- WHAT TO WORK ON -
Rescale the items from the start up to and including the line containing "POLYGON ((11 125, 22". Reproduce every line, requests included, but multiply each polygon vertex coordinate in the answers by 1.1 and round it to a whole number, with halves rounded up; leave the pictures out.

· · · ·

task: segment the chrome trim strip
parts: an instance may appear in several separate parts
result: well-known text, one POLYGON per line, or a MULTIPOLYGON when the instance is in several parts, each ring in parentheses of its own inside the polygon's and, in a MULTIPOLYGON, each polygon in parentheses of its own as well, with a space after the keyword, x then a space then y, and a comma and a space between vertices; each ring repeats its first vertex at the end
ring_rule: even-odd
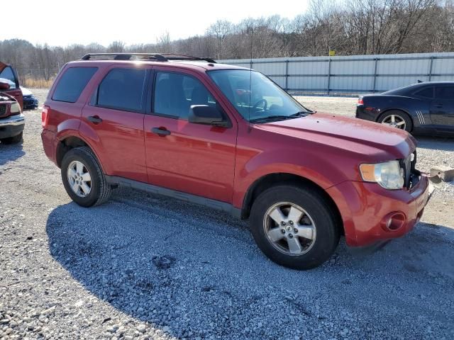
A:
POLYGON ((11 125, 22 125, 26 123, 26 116, 22 113, 19 115, 10 115, 9 117, 0 119, 0 127, 11 125))

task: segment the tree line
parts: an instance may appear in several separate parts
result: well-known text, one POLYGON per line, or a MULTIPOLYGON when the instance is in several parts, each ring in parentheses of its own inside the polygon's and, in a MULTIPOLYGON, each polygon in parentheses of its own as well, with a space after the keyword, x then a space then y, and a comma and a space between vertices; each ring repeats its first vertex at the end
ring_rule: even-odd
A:
MULTIPOLYGON (((218 21, 202 35, 153 43, 114 41, 66 47, 0 41, 0 60, 14 65, 23 84, 49 82, 65 63, 89 52, 175 52, 217 60, 356 55, 454 50, 454 0, 311 0, 293 19, 218 21)), ((47 84, 45 84, 47 85, 47 84)), ((29 85, 30 86, 30 85, 29 85)))

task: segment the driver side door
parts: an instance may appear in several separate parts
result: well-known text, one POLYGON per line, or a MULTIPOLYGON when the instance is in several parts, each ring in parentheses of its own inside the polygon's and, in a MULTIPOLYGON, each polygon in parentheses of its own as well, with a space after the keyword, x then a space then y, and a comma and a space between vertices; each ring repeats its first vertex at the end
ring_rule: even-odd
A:
MULTIPOLYGON (((153 103, 144 122, 148 182, 231 203, 238 126, 188 122, 191 105, 216 105, 211 84, 196 72, 155 68, 153 103)), ((224 110, 225 112, 225 110, 224 110)))

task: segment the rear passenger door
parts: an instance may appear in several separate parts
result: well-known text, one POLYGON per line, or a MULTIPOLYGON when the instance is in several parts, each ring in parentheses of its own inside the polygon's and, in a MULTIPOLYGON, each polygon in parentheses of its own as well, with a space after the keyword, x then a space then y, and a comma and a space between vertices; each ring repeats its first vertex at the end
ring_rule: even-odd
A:
POLYGON ((143 118, 150 72, 145 65, 112 65, 83 109, 82 122, 96 135, 109 175, 147 181, 143 118))
POLYGON ((431 118, 436 128, 454 131, 454 85, 438 85, 435 88, 431 118))
POLYGON ((181 69, 155 71, 153 105, 145 118, 149 182, 231 203, 236 122, 226 115, 230 128, 189 123, 191 105, 218 106, 222 110, 210 85, 181 69))

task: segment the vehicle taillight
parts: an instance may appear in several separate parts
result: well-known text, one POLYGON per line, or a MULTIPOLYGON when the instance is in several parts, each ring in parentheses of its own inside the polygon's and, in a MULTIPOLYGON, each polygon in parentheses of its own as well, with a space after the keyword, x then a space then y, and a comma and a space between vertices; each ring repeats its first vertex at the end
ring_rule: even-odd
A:
POLYGON ((49 123, 49 106, 43 106, 43 112, 41 113, 41 125, 43 128, 48 126, 49 123))

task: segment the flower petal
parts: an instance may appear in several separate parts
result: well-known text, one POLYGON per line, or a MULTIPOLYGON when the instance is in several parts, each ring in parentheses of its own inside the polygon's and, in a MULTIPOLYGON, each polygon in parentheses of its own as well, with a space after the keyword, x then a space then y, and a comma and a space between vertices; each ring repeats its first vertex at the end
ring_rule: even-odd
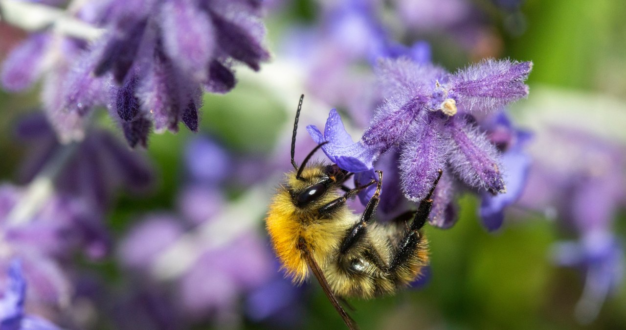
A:
POLYGON ((446 168, 449 142, 441 131, 441 124, 434 120, 411 128, 409 136, 414 137, 414 140, 406 142, 400 155, 403 190, 411 200, 424 199, 438 176, 438 171, 446 168))
POLYGON ((213 60, 208 66, 208 79, 204 82, 204 87, 211 93, 223 94, 235 87, 237 81, 231 69, 213 60))
POLYGON ((49 35, 36 33, 11 50, 0 73, 3 88, 18 92, 33 86, 41 73, 41 61, 49 41, 49 35))
POLYGON ((190 0, 172 0, 161 8, 160 24, 163 48, 172 62, 194 80, 204 80, 215 43, 207 14, 190 0))
POLYGON ((428 222, 442 229, 451 228, 458 220, 458 207, 454 199, 459 187, 449 170, 444 169, 441 178, 433 193, 428 222))
POLYGON ((455 73, 448 85, 468 111, 492 111, 525 98, 532 62, 487 59, 455 73))
POLYGON ((523 153, 521 148, 512 149, 504 153, 501 160, 506 171, 504 178, 506 192, 495 196, 483 193, 480 205, 483 224, 490 231, 500 228, 504 220, 504 209, 515 203, 521 195, 531 162, 530 157, 523 153))
POLYGON ((465 184, 494 195, 504 193, 498 150, 470 121, 468 117, 454 116, 446 126, 453 142, 450 166, 465 184))

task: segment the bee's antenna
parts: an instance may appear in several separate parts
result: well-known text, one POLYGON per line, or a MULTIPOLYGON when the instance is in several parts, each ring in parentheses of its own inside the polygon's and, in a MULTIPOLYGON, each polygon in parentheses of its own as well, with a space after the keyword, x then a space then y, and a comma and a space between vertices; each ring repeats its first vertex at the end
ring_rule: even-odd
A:
MULTIPOLYGON (((300 101, 298 102, 298 110, 295 111, 295 121, 294 121, 294 134, 291 136, 291 165, 294 165, 294 169, 298 169, 298 164, 295 163, 295 161, 294 160, 294 156, 295 155, 295 133, 298 131, 298 118, 300 118, 300 110, 302 109, 302 100, 304 100, 304 94, 300 96, 300 101)), ((303 164, 307 163, 306 158, 303 164)), ((302 168, 298 170, 298 175, 296 177, 300 176, 300 173, 302 172, 302 168)))
POLYGON ((304 158, 304 160, 302 162, 302 165, 300 165, 300 168, 298 168, 298 173, 295 174, 295 178, 298 180, 302 180, 302 178, 300 177, 300 175, 302 173, 302 170, 304 170, 304 167, 306 166, 307 162, 309 162, 309 159, 310 159, 311 156, 312 156, 313 154, 315 153, 315 152, 317 151, 317 149, 319 149, 320 148, 322 147, 322 145, 327 143, 328 141, 325 141, 317 145, 315 148, 313 148, 312 150, 311 150, 310 152, 309 153, 309 155, 307 155, 307 157, 304 158))

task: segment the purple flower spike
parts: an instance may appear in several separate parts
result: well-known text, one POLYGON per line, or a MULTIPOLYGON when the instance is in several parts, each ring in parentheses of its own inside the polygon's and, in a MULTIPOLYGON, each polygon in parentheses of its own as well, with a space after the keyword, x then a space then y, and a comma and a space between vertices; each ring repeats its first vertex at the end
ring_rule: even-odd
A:
POLYGON ((500 173, 498 150, 468 119, 455 116, 448 126, 453 147, 449 162, 454 173, 466 185, 495 195, 505 192, 500 173))
POLYGON ((121 88, 115 88, 115 110, 124 121, 131 121, 139 114, 139 99, 135 95, 137 81, 137 75, 133 74, 121 88))
POLYGON ((352 141, 336 109, 332 109, 328 115, 323 135, 314 125, 307 126, 307 131, 317 144, 328 142, 322 150, 341 168, 355 173, 374 168, 372 163, 378 156, 377 152, 361 142, 352 141))
MULTIPOLYGON (((144 113, 151 113, 155 130, 163 131, 178 128, 182 105, 178 77, 173 70, 173 64, 160 49, 156 49, 154 59, 146 75, 138 87, 137 95, 141 100, 144 113)), ((121 116, 121 115, 120 115, 121 116)))
POLYGON ((425 198, 438 175, 446 167, 449 140, 442 136, 441 124, 413 127, 409 135, 415 140, 408 142, 400 156, 400 178, 404 195, 414 202, 425 198))
POLYGON ((189 102, 187 107, 183 110, 183 116, 181 118, 185 126, 189 128, 189 130, 198 131, 198 106, 193 100, 189 102))
POLYGON ((433 64, 400 58, 381 60, 376 74, 386 100, 363 133, 363 140, 384 152, 404 138, 426 108, 437 81, 444 81, 447 73, 433 64))
POLYGON ((205 79, 215 44, 208 16, 191 0, 172 0, 161 8, 161 19, 165 53, 187 75, 205 79))
POLYGON ((489 111, 526 97, 532 62, 488 59, 455 73, 448 88, 465 109, 489 111))
POLYGON ((7 291, 0 299, 0 329, 3 330, 60 330, 49 322, 24 312, 26 281, 19 259, 9 266, 7 291))
POLYGON ((11 51, 3 63, 0 80, 3 87, 12 92, 29 88, 39 78, 41 61, 50 41, 49 36, 31 36, 11 51))
POLYGON ((444 170, 441 178, 433 193, 433 206, 428 222, 442 229, 451 228, 458 220, 458 206, 454 198, 458 183, 449 170, 444 170))
POLYGON ((222 51, 254 71, 259 71, 260 62, 270 57, 260 44, 260 36, 264 33, 262 25, 250 17, 233 13, 233 5, 220 3, 222 1, 217 1, 215 8, 210 8, 208 12, 222 51))
POLYGON ((208 66, 208 80, 204 83, 207 90, 212 93, 225 93, 235 87, 235 75, 228 67, 217 60, 208 66))
POLYGON ((506 170, 505 182, 506 192, 495 196, 482 194, 480 217, 483 224, 490 231, 497 230, 504 221, 504 209, 517 201, 526 186, 530 167, 530 157, 524 153, 522 147, 530 137, 525 132, 518 132, 513 148, 503 153, 501 160, 506 170))
POLYGON ((131 148, 138 143, 144 148, 148 147, 148 135, 152 129, 152 121, 149 119, 141 116, 130 122, 122 122, 121 128, 131 148))
POLYGON ((111 28, 93 71, 96 76, 111 70, 115 81, 121 83, 130 70, 147 24, 145 19, 138 21, 130 16, 120 18, 111 28))

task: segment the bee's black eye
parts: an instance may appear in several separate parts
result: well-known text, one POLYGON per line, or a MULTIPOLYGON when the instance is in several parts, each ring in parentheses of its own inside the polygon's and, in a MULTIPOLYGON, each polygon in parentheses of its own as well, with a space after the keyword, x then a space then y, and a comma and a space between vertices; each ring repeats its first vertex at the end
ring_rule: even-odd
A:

· · · ·

- SOLVED PROBLEM -
task: segment the chrome trim strip
parts: an instance may appear in several separate parts
result: well-known text, one POLYGON per line, or a MULTIPOLYGON when the instance is in several parts, each ring in parentheses of its own inside the polygon's and, in a MULTIPOLYGON, each polygon in parentheses of its own as well, with a space after the keyword, x then a space then y, and a comma and a space between vertices; each ring repeats its first vertex at the end
ring_rule: even-odd
A:
POLYGON ((12 138, 24 138, 29 135, 29 128, 24 124, 21 127, 11 127, 10 129, 0 131, 0 140, 12 138))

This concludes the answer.